## What you will do
Collect every line in the items below that contains the word "white", and list each one.

## Task data
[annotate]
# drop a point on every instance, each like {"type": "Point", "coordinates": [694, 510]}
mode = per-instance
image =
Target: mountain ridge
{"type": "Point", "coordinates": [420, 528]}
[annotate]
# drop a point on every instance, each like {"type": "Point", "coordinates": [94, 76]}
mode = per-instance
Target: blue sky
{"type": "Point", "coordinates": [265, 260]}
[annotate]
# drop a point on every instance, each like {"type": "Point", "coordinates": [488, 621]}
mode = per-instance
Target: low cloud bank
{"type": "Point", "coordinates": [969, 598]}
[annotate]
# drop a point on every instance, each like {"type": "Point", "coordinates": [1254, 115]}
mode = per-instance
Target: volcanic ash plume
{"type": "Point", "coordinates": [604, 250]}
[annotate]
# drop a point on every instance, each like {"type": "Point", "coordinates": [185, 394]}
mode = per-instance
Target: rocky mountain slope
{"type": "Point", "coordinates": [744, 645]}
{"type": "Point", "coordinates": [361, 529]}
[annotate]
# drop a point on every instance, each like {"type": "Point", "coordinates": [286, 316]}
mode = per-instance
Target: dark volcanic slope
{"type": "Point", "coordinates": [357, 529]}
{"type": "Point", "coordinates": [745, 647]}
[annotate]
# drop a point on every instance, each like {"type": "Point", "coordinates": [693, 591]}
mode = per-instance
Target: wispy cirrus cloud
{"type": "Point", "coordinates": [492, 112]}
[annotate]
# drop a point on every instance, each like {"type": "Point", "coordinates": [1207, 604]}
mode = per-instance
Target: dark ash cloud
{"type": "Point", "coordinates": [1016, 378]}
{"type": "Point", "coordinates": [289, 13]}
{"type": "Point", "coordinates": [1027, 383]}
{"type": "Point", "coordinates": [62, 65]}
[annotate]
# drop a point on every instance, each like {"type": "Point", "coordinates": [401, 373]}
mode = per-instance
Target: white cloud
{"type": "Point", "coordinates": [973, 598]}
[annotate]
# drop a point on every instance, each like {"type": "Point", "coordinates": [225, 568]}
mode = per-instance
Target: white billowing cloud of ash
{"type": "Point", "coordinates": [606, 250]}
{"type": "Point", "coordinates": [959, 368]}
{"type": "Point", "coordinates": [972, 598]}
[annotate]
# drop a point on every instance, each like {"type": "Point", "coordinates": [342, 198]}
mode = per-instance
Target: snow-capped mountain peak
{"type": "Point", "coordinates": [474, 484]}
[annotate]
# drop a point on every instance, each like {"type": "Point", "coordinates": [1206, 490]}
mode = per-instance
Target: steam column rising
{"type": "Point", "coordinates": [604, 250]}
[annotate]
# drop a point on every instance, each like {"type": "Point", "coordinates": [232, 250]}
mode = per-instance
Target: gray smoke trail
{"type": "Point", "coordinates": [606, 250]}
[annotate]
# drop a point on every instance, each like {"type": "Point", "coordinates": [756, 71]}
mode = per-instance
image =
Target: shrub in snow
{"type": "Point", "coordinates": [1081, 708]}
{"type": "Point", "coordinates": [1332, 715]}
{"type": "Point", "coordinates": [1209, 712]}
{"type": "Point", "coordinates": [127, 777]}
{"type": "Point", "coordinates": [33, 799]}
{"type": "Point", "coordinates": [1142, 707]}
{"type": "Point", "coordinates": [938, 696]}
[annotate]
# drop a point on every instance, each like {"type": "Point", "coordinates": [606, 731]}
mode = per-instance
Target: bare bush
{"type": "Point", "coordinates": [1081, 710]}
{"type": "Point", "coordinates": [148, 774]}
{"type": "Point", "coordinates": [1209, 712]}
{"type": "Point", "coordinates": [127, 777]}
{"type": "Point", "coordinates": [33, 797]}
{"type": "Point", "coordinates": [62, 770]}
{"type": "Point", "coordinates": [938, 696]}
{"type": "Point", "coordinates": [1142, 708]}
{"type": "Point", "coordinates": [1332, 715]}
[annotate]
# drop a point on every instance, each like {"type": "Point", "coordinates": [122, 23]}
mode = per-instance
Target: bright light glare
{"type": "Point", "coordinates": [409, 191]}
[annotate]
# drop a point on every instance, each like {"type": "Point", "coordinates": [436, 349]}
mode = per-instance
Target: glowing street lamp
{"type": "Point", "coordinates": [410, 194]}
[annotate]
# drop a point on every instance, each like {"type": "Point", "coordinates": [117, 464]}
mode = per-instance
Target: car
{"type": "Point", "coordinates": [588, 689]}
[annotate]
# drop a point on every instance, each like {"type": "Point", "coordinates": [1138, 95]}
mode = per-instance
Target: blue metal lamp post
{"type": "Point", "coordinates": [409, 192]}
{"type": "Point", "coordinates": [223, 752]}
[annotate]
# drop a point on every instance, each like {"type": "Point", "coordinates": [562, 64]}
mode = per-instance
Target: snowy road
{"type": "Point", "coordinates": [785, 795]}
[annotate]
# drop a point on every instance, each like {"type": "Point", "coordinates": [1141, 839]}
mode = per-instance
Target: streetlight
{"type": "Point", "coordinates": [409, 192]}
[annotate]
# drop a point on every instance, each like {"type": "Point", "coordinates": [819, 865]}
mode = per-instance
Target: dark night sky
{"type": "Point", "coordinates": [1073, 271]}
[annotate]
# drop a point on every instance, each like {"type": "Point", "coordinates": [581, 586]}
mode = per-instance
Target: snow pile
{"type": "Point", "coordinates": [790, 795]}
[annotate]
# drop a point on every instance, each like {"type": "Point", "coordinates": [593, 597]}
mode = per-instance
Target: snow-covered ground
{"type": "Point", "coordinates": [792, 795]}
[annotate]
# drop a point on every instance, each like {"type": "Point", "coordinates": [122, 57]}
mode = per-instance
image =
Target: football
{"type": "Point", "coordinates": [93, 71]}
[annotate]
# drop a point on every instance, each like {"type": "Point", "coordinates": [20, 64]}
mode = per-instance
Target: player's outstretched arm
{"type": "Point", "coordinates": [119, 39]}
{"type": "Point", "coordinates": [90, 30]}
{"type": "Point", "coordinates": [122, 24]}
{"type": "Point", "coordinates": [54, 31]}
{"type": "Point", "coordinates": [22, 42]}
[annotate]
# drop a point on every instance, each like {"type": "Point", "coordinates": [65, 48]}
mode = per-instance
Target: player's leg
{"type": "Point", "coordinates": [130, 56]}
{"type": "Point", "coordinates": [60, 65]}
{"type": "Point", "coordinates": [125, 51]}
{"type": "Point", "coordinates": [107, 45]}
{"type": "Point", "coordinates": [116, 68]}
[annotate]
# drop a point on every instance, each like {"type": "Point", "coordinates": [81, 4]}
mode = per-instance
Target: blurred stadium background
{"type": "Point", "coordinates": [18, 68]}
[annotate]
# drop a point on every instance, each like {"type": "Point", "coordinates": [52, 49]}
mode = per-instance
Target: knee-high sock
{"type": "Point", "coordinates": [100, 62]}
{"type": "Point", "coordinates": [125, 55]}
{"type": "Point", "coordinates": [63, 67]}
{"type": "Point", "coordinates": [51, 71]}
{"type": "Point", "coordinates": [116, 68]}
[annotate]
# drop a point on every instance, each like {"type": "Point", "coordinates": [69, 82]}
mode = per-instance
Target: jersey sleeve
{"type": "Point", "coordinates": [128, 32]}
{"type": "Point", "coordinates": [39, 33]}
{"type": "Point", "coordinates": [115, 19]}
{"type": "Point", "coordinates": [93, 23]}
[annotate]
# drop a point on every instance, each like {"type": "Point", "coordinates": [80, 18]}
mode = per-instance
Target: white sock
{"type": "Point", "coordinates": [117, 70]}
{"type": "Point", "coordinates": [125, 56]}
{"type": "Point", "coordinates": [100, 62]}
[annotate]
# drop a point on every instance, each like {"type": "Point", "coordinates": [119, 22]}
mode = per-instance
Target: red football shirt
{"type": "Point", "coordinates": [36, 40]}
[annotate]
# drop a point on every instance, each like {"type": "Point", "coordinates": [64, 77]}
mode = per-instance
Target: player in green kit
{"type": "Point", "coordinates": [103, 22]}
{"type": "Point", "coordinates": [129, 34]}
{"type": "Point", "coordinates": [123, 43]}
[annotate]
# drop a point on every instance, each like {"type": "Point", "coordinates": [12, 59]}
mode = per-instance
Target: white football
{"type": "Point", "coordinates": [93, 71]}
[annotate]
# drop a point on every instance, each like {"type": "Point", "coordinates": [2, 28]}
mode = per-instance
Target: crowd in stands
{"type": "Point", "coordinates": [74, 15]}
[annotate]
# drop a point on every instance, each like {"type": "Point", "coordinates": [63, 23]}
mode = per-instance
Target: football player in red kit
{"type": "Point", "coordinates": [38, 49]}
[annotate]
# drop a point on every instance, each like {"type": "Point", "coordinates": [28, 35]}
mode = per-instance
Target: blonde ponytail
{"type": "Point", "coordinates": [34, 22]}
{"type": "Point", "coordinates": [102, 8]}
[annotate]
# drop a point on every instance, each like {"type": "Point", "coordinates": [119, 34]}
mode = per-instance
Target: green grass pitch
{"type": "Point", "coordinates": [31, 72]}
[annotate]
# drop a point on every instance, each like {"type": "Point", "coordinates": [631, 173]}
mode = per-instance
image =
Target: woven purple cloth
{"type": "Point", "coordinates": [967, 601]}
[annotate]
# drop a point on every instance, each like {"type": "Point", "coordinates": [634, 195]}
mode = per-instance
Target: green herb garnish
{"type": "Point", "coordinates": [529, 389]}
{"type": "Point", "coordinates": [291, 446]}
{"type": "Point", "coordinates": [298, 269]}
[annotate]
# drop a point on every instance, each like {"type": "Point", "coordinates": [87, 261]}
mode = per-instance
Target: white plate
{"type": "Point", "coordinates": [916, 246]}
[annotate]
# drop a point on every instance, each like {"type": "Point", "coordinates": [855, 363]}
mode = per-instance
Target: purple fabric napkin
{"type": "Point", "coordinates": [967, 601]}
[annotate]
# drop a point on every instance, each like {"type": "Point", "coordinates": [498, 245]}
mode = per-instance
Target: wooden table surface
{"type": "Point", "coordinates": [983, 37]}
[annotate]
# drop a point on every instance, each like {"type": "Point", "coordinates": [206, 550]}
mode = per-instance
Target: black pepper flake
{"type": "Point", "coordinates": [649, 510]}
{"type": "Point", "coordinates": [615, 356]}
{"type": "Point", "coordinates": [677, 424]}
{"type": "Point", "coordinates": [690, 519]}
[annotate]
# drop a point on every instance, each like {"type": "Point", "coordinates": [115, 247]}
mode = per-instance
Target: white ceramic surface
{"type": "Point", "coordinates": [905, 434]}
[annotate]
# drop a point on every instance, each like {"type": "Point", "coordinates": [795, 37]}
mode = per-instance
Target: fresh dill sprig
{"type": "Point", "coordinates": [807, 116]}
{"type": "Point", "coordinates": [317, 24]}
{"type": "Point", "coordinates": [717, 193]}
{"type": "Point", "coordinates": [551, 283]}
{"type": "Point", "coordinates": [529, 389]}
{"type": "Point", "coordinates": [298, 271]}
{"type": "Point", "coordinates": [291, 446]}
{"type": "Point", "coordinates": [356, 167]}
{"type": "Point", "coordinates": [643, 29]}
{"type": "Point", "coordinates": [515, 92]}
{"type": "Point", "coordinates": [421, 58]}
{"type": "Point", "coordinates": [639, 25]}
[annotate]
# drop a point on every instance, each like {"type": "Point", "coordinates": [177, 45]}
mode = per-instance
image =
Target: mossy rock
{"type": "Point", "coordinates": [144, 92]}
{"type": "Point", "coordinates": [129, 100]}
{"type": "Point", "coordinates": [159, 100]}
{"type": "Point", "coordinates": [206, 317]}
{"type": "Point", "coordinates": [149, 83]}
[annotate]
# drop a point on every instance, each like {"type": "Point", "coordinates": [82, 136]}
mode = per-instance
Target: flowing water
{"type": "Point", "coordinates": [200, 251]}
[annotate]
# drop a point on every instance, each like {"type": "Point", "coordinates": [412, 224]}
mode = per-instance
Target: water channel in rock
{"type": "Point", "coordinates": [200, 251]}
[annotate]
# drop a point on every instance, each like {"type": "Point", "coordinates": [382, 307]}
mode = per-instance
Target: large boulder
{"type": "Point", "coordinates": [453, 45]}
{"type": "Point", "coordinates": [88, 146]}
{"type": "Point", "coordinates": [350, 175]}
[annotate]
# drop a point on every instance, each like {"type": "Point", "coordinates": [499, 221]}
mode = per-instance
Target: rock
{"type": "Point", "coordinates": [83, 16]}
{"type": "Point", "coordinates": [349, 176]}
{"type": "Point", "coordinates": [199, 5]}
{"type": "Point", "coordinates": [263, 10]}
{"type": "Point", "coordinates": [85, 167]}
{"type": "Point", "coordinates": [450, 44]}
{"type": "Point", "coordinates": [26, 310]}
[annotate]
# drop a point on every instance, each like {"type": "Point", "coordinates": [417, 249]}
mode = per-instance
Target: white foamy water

## Response for this exercise
Target: white cloud
Target: white billowing cloud of ash
Target: white sock
Target: white football
Target: white plate
Target: white ceramic surface
Target: white foamy water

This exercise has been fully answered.